• Data section:
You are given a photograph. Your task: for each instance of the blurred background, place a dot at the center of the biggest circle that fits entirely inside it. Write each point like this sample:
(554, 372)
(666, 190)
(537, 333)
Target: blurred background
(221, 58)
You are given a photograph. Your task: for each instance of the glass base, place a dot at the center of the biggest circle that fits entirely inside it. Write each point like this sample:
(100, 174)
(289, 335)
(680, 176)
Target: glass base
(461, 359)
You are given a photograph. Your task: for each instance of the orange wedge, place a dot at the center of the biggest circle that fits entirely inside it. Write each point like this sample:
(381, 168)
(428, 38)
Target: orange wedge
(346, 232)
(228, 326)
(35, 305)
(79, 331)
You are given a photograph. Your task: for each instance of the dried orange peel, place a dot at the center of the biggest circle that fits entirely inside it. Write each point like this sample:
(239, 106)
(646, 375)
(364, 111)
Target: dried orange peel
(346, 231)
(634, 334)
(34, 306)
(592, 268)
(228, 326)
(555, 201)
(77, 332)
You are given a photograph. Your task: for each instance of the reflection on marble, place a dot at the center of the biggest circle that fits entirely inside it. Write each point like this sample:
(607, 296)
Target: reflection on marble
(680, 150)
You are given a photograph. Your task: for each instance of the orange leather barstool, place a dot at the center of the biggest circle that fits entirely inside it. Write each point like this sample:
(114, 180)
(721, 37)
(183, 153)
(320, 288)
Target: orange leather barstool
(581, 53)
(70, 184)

• Objective: Starting at the line that contains "the orange leather" and ending with the last of the items, write those lines out again with "bar stool" substituted for "barstool" and nothing else changed.

• Reply to the task:
You are given a photograph. Your task: for each instance of the orange leather bar stool, place a dot at the center of the biggest circle that fits entirely inside it. Write each point like this sample:
(114, 180)
(721, 37)
(183, 153)
(320, 288)
Target: orange leather bar stool
(581, 53)
(70, 184)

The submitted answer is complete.